A somewhat mixed programme,
but alas, the tragically short career
of William Kapell (1922-1953) – he was
killed in an air crash at the age of
31 – just didn’t give him time to record
enough material for it to be grouped
neatly and thematically in a series
of CDs.
And yet there is homogeneity
of a sort, for while the previous volume
dedicated to Kapell by Naxos, with works
by Prokofiev, Shostakovich and Khachaturian,
concentrated on the technical whiz-kid,
here the emphasis is on the musician.
After Vladimir Golschmann’s adequately
lively and neatly turned but not particularly
characterful introduction, we are struck
by the light and shade that enters the
Beethoven performance as Kapell takes
over, by the fluid Mozartian grace and
the clarity without brittleness of the
fingerwork. Just occasionally Kapell
veers towards something more obviously
virtuosic, and the cadenza is terrific,
but this is in general a very idiomatic,
far from exhibitionist performance.
Golschmann provides, at least, a punctual
framework for it all. The slow movement
is strongly felt, grave yet mobile,
but in the finale the young man does
sow his wild oats a little, with a tempo
that is a shade too fast to feel comfortable,
at any rate to my ears. Still, for an
upfront but not over-the-top performance,
this is well worth knowing, and it sounds
surprisingly good.
In the tiny Schubert
pieces Kapell catches exactly the poetic
mood of each without attempting to interpolate
his own personality – just sheer good
musicianship. I would not go so far
as to say that he reveals the spiritual
dimensions of a Lipatti – were it not
for their untimely deaths no one would
think of comparing the two – but there
was clearly far more to Kapell than
a mere whiz-kid.

REQUEST 1:
Set down, word for word, the part of the Kapell review that opens with the words containing "And yet there" and closes with "on the musician.".
The review above and the records come from unrelated sources.

ENTRIES SHOWN:
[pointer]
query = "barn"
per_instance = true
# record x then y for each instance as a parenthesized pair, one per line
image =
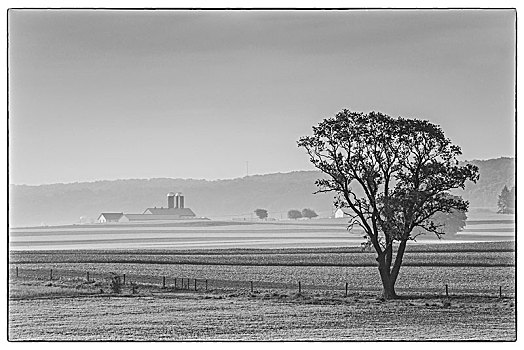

REQUEST 2:
Swap "parenthesized" for "bracketed" throughout the records, and reproduce them otherwise unchanged, leaving the pictures out of your answer.

TASK ANSWER 1:
And yet there is homogeneity
of a sort, for while the previous volume
dedicated to Kapell by Naxos, with works
by Prokofiev, Shostakovich and Khachaturian,
concentrated on the technical whiz-kid,
here the emphasis is on the musician.

TASK ANSWER 2:
[pointer]
query = "barn"
per_instance = true
# record x then y for each instance as a bracketed pair, one per line
image =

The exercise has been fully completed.